- Gelesenes anwenden:
1. Erklären Sie anhand des Auszugs über die Dreharbeiten in Jerusalem, warum sich die beiden bewaffneten Männer von Degen entfernten.
2. Führen Sie den Auszug über die Dreharbeiten in Jerusalem im Anschluss an seinen letzten Satz weiter.

- Textauszug:
Degen: Es war auf jeden Fall weit weniger anstrengend als vor einiger Zeit bei einem anderen Film, „Leo und Claire“, für den wir in der Altstadt von Jerusalem gedreht haben, obwohl ich Regisseur Joseph Vilsmaier gewarnt hatte, dass das heikel werden könnte. Bei den Dreharbeiten lief ich gekleidet wie ein frommer Jude die Straße entlang auf eine versteckte Kamera zu, als plötzlich zwei Leute vor mir standen und ich merkte, dass die unter den Jacken Waffen haben. Ich wusste: Das sind Palästinenser, die wollen mir eine über die Birne hauen. Zum Glück tauchte plötzlich die israelische Geheimpolizei auf, und die beiden Männer entfernten sich im Laufschritt. Diesmal gab es solche bedrohlichen Szenen nicht, wir haben bevorzugt in Villen gedreht, von wo aus man einen wunderbaren Blick auf Jerusalem hatte.

- Datenblock:
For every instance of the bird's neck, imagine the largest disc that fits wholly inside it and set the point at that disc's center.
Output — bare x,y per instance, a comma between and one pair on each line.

- Lösungen:
1. Plötzlich tauchte die israelische Geheimpolizei auf. Daraufhin entfernten sich die beiden Männer im Laufschritt.

2.
So!: Haben Sie bei den Dreharbeiten ein Auge darauf gehabt, dass spezifische Ausstattungsdetails wie die Kopfbedeckung Kippa oder der rituelle jüdische Leuchter richtig verwendet werden?

Degen: Da gab es einen älteren Herrn am Set, der hat darauf geachtet, dass solche Dinge stimmen, er sprach Deutsch und konnte sich mit dem Regisseur und den Schauspielern verständigen. Insgesamt gab es aber keine Probleme – wenn allerdings Szenen vorgekommen wären, die am Sabbat gespielt hätten, wäre es schon etwas schwieriger geworden.

So!: Wie war die Zusammenarbeit zwischen Deutschen und Israelis?

Degen: Es waren ja auch einige Palästinenser dabei, die in Israel leben, und die Zusammenarbeit war absolut reibungslos. Man darf nicht vergessen: Die Leute waren auch einfach interessiert daran, dass sie Arbeit hatten (lacht).

So!: Kann ein ambitionierter Unterhaltungsfilm wie dieser, aus dem ja möglicherweise eine ganze Krimireihe wird, das Verhältnis zwischen Deutschen und Israelis positiv beeinflussen?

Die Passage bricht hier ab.